> _Stated problem_: Convert every line of the records below into a numbered list, omitting blank lines.

## Begin Record excerpts

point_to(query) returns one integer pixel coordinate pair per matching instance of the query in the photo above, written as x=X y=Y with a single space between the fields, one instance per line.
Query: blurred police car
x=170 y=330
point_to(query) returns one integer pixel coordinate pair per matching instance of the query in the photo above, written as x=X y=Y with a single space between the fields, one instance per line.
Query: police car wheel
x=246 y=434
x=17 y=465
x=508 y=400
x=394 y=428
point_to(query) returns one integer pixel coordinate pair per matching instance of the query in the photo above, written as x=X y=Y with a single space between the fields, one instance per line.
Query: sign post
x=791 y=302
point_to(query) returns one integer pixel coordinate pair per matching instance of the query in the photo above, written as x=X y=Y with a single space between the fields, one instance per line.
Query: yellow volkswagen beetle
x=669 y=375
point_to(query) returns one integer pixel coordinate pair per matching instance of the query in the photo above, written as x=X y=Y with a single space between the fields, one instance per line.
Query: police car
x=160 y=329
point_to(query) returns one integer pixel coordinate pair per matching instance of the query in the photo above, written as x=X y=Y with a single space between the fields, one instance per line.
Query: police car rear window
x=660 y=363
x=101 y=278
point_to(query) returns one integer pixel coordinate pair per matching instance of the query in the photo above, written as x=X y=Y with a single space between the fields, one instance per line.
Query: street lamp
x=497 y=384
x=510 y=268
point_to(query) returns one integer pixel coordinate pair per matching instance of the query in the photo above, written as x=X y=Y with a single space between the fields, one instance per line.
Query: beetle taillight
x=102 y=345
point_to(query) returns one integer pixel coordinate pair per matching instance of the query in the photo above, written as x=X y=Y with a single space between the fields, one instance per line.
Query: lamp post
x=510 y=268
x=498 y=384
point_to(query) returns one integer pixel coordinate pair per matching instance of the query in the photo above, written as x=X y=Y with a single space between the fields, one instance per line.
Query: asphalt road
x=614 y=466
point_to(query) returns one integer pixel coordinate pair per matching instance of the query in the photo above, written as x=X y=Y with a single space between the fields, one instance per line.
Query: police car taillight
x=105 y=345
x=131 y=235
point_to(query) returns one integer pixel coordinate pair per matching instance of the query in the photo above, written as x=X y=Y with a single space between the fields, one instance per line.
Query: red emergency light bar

## End Record excerpts

> _Task solution_:
1. point_to(query) returns one integer pixel coordinate pair per matching instance of the query in the photo above, written as x=X y=Y with a single space between the fields, one instance per line.
2. Query: blurred police car
3. x=170 y=330
4. point_to(query) returns one integer pixel coordinate pair per matching instance of the query in the photo above, written as x=X y=Y with a single space between the fields, one instance per line.
5. Query: police car wheel
6. x=246 y=434
7. x=17 y=465
8. x=508 y=400
9. x=394 y=428
10. point_to(query) returns one integer pixel coordinate pair per matching instance of the query in the photo above, written as x=X y=Y with a single space between the fields, one instance per line.
11. Query: sign post
12. x=791 y=302
13. point_to(query) returns one integer pixel coordinate pair per matching instance of the query in the photo above, written as x=X y=Y with a single space between the fields, one instance per line.
14. Query: yellow volkswagen beetle
15. x=669 y=375
16. point_to(query) returns one integer pixel coordinate pair per matching instance of the query in the photo above, written as x=X y=Y with a single space between the fields, one instance per line.
17. Query: police car
18. x=160 y=329
19. point_to(query) returns one integer pixel coordinate pair per matching instance of the query in the photo above, written as x=X y=Y with a single space between the fields, one instance per line.
20. Query: police car rear window
21. x=660 y=363
22. x=101 y=278
23. point_to(query) returns one integer pixel coordinate pair per matching instance of the query in the photo above, written as x=X y=Y with a single space between the fields, one instance per line.
24. Query: street lamp
25. x=497 y=384
26. x=510 y=268
27. point_to(query) returns one integer pixel coordinate pair per matching instance of the query in the photo above, written as x=X y=Y with a single space between the fields, one instance per line.
28. Query: beetle taillight
29. x=102 y=345
30. point_to(query) returns one integer pixel coordinate pair per matching instance of the query in the photo above, written as x=X y=Y with a single space between the fields, one instance per line.
31. Query: lamp post
32. x=510 y=268
33. x=498 y=384
34. point_to(query) returns one integer pixel coordinate pair per matching instance of the query in the photo above, written as x=X y=Y with a single space between the fields, one instance per line.
35. Query: asphalt road
36. x=614 y=466
37. point_to(query) returns one integer pixel coordinate pair per matching instance of the query in the photo above, written as x=X y=Y with a single space between the fields, one instance per line.
38. Query: police car taillight
39. x=105 y=345
40. x=131 y=235
41. point_to(query) returns one integer pixel coordinate pair per matching instance of the query in the photo above, written as x=X y=Y with a single space between the fields, one instance per line.
42. Query: red emergency light bar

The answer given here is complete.